Dataset entries: Begin
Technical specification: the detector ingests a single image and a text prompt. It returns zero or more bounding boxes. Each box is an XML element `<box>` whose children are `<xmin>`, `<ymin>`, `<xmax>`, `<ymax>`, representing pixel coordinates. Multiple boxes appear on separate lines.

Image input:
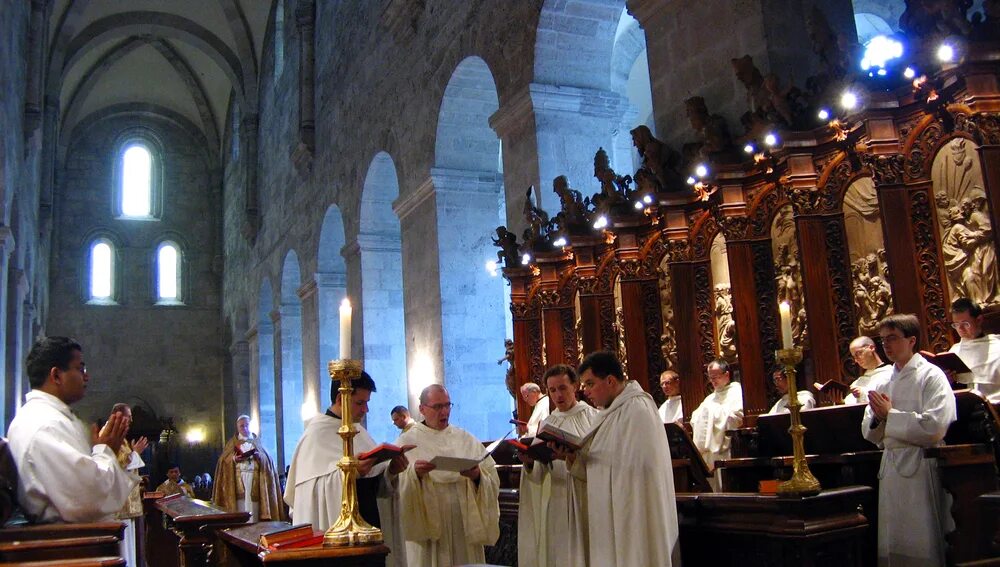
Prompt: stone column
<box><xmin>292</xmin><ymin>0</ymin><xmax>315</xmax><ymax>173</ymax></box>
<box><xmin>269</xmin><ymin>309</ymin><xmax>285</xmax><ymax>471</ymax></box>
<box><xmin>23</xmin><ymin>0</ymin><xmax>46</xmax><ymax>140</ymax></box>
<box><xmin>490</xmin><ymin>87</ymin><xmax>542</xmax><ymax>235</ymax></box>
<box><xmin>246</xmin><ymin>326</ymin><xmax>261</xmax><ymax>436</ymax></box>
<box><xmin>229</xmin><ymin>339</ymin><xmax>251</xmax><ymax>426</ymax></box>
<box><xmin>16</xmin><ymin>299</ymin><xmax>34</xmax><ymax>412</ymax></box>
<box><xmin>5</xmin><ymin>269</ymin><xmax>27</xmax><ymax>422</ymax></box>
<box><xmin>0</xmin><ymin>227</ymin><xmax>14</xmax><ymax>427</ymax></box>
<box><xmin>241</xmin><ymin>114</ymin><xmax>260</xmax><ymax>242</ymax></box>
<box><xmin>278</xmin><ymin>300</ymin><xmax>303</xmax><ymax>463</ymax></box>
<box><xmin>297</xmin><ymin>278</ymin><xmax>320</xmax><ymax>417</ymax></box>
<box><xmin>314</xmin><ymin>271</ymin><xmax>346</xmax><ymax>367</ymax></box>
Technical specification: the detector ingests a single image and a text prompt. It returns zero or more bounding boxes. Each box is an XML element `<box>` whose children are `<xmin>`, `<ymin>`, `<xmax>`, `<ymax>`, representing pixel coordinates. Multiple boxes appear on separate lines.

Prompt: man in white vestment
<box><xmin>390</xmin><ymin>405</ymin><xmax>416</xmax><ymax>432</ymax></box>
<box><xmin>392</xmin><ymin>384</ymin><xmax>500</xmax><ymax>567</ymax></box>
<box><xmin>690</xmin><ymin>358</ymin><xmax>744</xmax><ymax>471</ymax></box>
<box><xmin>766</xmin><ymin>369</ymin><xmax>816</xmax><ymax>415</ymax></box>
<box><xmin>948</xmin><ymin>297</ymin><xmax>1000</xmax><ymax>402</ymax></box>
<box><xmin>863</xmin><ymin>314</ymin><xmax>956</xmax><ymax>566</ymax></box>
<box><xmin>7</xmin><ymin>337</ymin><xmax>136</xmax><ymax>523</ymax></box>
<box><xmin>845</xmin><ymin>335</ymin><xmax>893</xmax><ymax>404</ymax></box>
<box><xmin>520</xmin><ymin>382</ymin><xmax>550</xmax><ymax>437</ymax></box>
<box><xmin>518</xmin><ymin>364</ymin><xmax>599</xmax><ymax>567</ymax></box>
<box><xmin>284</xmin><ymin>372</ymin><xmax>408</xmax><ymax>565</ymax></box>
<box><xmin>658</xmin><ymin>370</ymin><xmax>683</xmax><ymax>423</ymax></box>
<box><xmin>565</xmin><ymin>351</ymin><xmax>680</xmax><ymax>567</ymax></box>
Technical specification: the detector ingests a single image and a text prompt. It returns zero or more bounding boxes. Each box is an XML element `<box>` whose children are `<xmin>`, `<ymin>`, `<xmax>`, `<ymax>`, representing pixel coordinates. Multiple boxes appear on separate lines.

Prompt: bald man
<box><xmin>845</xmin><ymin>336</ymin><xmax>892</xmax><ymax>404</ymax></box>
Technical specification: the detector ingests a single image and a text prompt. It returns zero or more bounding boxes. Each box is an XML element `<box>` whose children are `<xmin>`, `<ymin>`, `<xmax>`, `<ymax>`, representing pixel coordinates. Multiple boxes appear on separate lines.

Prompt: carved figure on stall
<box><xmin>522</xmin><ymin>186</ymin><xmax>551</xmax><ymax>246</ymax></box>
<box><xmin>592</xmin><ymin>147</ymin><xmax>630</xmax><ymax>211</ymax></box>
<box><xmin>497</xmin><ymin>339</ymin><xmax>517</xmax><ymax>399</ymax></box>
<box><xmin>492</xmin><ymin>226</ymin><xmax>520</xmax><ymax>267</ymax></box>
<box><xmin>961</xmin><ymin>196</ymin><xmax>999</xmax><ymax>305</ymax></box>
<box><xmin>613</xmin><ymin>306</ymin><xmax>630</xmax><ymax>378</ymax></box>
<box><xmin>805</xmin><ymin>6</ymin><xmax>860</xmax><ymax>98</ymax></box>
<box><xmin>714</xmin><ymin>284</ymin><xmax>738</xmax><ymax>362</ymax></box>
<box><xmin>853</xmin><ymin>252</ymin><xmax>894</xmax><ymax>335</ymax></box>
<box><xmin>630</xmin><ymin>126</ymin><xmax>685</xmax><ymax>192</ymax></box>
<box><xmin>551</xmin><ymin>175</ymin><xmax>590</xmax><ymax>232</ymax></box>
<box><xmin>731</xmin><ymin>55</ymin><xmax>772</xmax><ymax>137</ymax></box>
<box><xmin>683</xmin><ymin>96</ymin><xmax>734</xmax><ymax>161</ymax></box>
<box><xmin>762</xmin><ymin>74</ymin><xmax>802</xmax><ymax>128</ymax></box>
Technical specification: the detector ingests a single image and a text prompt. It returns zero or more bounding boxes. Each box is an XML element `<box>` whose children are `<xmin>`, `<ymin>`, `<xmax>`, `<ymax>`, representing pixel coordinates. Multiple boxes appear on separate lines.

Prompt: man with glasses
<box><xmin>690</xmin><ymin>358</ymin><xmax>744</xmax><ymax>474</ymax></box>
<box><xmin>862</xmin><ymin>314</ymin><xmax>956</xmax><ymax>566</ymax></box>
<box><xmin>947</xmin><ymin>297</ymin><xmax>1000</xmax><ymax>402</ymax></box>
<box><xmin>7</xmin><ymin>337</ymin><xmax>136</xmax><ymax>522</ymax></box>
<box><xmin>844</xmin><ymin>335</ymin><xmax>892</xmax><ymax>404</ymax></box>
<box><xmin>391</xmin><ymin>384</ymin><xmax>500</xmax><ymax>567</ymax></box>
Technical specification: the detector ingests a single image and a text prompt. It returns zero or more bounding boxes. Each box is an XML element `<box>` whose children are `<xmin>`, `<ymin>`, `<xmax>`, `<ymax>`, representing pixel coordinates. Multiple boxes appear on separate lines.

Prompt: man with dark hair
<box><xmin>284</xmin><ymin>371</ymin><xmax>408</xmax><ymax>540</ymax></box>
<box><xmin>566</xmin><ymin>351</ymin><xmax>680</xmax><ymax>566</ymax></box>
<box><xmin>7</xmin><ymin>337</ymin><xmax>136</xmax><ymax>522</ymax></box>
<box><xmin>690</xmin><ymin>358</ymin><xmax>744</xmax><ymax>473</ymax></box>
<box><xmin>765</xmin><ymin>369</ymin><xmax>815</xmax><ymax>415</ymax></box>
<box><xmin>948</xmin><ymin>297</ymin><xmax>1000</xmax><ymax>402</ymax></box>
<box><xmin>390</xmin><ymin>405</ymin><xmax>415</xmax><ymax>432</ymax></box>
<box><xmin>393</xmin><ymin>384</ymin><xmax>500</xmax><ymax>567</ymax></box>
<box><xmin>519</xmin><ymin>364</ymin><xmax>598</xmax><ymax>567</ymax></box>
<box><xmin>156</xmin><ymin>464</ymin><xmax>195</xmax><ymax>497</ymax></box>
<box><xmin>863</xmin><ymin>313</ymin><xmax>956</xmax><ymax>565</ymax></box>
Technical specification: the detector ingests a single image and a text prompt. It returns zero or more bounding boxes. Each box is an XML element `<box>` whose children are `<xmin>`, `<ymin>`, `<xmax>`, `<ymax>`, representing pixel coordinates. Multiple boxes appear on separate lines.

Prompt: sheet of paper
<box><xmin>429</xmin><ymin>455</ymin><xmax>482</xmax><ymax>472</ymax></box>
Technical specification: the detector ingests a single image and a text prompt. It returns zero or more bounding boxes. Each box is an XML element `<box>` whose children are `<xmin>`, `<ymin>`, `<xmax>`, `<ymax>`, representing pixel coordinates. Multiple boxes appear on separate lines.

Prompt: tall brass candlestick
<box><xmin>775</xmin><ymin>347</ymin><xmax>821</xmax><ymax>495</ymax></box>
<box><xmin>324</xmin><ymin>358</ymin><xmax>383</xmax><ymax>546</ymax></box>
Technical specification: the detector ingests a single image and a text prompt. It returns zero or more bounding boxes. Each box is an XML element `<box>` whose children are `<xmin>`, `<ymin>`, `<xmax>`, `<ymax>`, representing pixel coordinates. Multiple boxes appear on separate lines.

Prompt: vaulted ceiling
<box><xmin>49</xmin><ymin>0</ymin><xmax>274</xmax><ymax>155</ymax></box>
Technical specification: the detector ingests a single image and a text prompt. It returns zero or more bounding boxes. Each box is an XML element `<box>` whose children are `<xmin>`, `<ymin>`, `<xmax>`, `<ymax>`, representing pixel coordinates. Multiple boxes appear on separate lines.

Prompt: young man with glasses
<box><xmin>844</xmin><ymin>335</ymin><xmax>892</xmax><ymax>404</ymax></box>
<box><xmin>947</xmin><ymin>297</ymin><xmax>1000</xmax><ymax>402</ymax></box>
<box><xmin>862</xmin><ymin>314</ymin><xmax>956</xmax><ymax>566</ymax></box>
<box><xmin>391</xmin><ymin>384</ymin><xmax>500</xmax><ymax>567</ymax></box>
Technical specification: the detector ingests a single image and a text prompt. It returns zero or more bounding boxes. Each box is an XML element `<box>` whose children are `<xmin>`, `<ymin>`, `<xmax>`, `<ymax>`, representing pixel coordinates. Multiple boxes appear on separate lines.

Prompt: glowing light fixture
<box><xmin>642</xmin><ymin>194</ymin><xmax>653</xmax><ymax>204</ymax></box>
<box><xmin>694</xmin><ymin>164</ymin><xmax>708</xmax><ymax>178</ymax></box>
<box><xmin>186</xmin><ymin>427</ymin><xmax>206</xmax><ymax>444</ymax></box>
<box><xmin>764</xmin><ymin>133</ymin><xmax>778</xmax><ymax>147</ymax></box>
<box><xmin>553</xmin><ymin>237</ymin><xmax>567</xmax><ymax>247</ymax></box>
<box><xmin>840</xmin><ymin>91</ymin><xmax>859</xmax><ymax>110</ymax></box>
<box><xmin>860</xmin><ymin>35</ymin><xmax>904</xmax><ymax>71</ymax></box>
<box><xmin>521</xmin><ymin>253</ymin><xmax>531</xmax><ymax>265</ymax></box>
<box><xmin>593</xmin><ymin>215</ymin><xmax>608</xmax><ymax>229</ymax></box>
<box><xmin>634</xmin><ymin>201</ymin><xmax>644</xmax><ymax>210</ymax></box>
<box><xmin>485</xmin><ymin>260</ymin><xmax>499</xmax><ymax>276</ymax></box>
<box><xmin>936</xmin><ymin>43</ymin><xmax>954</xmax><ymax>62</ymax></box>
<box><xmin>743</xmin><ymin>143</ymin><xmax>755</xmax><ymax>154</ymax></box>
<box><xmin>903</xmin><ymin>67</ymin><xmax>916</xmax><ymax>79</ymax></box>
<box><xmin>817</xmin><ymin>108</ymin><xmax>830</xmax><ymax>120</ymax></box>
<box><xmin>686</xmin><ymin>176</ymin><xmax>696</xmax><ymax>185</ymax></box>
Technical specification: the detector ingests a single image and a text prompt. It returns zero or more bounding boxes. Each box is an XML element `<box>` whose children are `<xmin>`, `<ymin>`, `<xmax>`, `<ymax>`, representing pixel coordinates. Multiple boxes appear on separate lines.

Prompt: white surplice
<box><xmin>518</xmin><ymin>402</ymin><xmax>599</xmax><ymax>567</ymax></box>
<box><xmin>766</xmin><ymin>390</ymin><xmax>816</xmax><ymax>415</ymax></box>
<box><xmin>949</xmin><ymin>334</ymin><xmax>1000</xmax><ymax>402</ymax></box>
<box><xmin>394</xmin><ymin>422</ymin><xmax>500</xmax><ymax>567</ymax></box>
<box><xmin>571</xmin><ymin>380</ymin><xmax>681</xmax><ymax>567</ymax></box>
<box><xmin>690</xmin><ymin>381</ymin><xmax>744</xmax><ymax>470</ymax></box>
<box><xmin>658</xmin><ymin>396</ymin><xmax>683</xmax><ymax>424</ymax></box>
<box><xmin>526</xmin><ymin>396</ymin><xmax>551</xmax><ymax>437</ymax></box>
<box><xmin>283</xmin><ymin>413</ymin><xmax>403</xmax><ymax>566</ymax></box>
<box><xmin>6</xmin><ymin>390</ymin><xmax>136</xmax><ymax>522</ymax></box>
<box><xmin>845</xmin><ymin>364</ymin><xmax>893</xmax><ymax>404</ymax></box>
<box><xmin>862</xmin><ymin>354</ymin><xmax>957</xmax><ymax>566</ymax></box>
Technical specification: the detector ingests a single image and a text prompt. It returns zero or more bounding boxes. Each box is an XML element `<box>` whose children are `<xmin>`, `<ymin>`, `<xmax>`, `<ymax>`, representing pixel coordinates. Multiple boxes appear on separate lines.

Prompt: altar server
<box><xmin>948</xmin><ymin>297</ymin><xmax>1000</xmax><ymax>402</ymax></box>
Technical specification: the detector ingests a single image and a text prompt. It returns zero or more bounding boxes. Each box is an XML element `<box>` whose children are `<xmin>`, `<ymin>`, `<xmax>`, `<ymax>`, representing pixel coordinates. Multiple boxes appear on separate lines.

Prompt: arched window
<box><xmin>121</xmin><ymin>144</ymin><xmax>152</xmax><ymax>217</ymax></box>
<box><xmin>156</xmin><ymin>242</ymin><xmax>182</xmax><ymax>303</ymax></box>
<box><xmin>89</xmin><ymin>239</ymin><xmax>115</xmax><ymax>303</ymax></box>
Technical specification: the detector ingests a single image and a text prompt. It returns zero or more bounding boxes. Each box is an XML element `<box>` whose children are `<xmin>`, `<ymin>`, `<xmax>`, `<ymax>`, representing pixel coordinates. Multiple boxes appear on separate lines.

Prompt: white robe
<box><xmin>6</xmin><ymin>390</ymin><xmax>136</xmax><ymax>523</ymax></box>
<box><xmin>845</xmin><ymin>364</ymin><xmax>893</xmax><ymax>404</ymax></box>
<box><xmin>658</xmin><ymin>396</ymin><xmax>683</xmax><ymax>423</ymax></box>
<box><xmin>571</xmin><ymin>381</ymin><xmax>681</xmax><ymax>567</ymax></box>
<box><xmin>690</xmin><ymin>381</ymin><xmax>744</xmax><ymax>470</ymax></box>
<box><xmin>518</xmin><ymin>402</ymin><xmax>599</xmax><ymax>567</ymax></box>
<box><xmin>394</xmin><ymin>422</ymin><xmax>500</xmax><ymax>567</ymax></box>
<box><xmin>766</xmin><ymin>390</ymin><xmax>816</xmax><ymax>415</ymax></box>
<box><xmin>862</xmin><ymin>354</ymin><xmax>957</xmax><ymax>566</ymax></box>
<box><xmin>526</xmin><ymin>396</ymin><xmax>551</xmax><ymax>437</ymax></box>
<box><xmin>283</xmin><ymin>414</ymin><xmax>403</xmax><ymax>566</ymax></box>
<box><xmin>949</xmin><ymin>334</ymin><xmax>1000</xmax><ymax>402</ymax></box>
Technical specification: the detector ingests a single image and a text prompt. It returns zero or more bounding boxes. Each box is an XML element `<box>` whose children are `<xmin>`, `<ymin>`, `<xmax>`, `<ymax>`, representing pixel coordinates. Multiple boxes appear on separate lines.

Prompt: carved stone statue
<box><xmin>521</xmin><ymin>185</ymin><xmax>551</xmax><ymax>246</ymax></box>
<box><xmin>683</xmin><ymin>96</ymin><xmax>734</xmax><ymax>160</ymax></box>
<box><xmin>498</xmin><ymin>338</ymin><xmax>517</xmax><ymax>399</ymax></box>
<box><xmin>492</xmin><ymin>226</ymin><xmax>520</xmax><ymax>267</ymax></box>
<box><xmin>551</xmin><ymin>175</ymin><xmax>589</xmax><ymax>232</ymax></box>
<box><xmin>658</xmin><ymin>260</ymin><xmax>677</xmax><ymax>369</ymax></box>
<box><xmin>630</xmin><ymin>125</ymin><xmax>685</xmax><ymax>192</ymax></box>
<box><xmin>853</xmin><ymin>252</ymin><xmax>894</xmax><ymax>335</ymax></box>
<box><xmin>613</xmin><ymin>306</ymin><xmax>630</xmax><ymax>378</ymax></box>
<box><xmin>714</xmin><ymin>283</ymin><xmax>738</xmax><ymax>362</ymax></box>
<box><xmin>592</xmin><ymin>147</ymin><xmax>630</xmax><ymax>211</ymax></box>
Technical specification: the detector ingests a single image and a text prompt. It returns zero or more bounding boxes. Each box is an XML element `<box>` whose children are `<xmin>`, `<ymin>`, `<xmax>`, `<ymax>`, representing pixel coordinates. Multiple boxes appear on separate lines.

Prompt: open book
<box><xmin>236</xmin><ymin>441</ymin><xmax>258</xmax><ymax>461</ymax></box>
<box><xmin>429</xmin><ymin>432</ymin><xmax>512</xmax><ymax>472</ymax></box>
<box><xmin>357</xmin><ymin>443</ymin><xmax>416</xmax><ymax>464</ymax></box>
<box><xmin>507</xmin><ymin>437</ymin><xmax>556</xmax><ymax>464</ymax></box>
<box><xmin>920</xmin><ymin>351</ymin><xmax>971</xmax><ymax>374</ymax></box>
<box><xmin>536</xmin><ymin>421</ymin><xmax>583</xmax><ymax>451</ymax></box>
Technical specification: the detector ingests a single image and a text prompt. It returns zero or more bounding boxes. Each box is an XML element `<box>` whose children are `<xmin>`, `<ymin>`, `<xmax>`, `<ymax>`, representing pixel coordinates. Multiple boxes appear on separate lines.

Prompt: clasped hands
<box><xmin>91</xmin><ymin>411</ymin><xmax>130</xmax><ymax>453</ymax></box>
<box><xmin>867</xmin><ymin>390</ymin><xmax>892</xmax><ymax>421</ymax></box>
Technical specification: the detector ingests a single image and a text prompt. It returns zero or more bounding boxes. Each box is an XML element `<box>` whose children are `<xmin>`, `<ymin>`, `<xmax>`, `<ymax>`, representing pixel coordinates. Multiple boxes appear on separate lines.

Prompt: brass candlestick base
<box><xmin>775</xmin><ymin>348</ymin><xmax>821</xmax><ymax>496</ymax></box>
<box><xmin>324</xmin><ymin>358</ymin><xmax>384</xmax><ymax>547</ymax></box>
Dataset entries: End
* What the task requires *
Set down, exactly and in full, the lines from the one containing "Prompt: open book" through the end of the entries; no other line belongs.

* Exercise output *
Prompt: open book
<box><xmin>236</xmin><ymin>441</ymin><xmax>258</xmax><ymax>461</ymax></box>
<box><xmin>429</xmin><ymin>432</ymin><xmax>512</xmax><ymax>472</ymax></box>
<box><xmin>357</xmin><ymin>443</ymin><xmax>416</xmax><ymax>464</ymax></box>
<box><xmin>507</xmin><ymin>437</ymin><xmax>556</xmax><ymax>464</ymax></box>
<box><xmin>920</xmin><ymin>351</ymin><xmax>971</xmax><ymax>374</ymax></box>
<box><xmin>536</xmin><ymin>421</ymin><xmax>583</xmax><ymax>451</ymax></box>
Technical specification: the detector ingests a single image and a text prompt. It returns zero or more bounding boxes. Each box is an XML element `<box>` whose children are `<xmin>`, `<ymin>`, `<xmax>`, `<ymax>`, representing pixel coordinates. Multiple boxes appear on separate lines.

Prompt: clasped hands
<box><xmin>91</xmin><ymin>411</ymin><xmax>130</xmax><ymax>453</ymax></box>
<box><xmin>867</xmin><ymin>390</ymin><xmax>892</xmax><ymax>421</ymax></box>
Technical specification: the detector ingests a single image and a text prompt. It returns zero or more bounding boxes. Each box is an XML element `<box>` whose children are `<xmin>`, `<ymin>`, `<xmax>`, `<ymax>`, representing pixel coordinates. Multiple boxes appear on separate lines.

Prompt: brass candlestick base
<box><xmin>775</xmin><ymin>348</ymin><xmax>821</xmax><ymax>496</ymax></box>
<box><xmin>324</xmin><ymin>358</ymin><xmax>384</xmax><ymax>547</ymax></box>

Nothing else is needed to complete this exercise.